TASK PROMPT = The lines running from the one that contains "Target: green hull" to the end of the records below are what to reproduce, exactly and without pictures.

DATA SHOWN =
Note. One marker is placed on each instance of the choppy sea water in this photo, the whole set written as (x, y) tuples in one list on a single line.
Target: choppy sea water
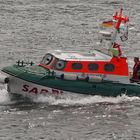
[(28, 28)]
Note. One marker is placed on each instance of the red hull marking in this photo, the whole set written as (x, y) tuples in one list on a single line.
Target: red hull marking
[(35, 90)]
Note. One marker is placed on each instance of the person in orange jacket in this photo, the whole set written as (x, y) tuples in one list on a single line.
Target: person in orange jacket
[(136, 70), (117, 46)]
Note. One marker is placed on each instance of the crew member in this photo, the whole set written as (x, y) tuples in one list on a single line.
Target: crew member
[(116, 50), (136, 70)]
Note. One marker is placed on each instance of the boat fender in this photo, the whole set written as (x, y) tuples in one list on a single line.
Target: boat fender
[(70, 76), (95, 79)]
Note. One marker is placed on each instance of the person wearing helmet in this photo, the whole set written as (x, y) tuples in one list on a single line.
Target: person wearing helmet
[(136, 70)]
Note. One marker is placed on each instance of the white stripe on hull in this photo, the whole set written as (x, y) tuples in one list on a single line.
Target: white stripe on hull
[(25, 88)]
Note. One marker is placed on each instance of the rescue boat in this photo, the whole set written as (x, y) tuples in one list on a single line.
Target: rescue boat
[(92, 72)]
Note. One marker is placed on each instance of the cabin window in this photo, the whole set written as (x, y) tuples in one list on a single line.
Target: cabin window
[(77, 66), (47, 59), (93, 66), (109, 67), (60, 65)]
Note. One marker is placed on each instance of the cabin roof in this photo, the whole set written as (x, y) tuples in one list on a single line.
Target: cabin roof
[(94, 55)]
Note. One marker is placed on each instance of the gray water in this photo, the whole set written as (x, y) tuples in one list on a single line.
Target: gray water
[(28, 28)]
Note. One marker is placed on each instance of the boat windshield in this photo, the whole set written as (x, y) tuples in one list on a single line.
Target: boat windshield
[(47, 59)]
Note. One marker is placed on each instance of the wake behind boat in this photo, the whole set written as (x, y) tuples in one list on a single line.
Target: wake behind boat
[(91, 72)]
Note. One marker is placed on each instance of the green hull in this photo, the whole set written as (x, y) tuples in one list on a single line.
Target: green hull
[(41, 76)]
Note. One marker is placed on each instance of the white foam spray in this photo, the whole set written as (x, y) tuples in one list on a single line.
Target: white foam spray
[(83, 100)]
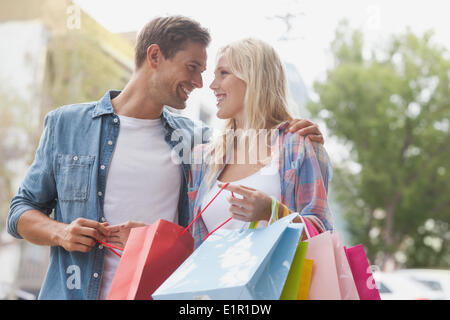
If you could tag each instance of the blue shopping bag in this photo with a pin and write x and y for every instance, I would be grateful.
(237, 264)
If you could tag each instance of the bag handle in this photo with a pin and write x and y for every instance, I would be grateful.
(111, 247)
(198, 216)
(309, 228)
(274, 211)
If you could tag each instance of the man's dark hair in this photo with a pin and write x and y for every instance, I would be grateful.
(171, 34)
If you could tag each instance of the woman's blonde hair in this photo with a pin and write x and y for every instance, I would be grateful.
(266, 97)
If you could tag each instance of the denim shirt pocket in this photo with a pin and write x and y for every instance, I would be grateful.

RESULT OF THE EXERCISE =
Target: green hull
[(41, 76)]
Note. One marker is placed on each instance of the white foam spray in this photo, the whole set written as (x, y) tuples in one list on a single line.
Target: white foam spray
[(83, 100)]
If you could tag each instance of the blue shopping bag in this photo with a pin and write x and y for every instance, I would be grateful.
(237, 264)
If you could tag each instance of the bag handle in this photo with a pin and write x and y for every instance, I would be grateful.
(111, 247)
(198, 216)
(309, 228)
(274, 211)
If you could tag each instance of the man's dark hair in this photo with a pin and write x and y for every instance, I would be grateful.
(171, 34)
If you could tag each instance of the woman's blonde hair in this photo with a pin and write x and y for every instance, I would be grateful.
(266, 97)
If you could tag each instance of the denim shirt pocket in this photo with a pin and write x and y for every instance, I would be grateful.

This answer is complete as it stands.